Job>
Please quote the material exactly, every line of it.

A run of records
──────────────────────────────

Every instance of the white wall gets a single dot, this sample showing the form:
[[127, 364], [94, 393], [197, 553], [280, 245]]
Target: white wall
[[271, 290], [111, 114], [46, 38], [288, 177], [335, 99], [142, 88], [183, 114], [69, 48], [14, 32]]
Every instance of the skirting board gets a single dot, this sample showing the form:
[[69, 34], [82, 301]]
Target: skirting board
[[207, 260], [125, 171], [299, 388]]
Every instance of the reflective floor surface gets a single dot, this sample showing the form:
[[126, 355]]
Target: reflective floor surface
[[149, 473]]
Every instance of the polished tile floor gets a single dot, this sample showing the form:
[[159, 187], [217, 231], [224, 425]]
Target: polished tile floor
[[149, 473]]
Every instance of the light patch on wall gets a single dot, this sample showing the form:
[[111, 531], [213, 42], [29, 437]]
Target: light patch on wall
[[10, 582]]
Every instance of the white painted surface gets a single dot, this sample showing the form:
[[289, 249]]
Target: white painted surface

──────────────────────────────

Solved problem>
Every instance of the white wall gets a single dot, this sample showing the form:
[[127, 364], [94, 393], [197, 553], [280, 245]]
Target: white wall
[[271, 290], [111, 114], [46, 38], [288, 177], [335, 99], [142, 88], [183, 114], [69, 48], [14, 32]]
Every instance of the skirting board gets a single dot, this sample showing the form:
[[69, 34], [82, 301]]
Target: skirting board
[[207, 260], [125, 171], [299, 388]]
Every instance of the reflective floor surface gets a single dot, this sample showing the form:
[[126, 355]]
Target: reflective floor surface
[[149, 473]]
Every instance of the polished tile floor gets a single dot, this sample showing the form:
[[159, 187], [217, 231], [224, 425]]
Target: polished tile floor
[[149, 473]]
Every instance of the light patch on wall gets a single dot, this sample showing the form:
[[111, 531], [213, 42], [29, 437]]
Target: light patch on wall
[[10, 582]]
Every instance of the white painted surface gets a single dot, this sample showing the form:
[[289, 249]]
Target: white painted surface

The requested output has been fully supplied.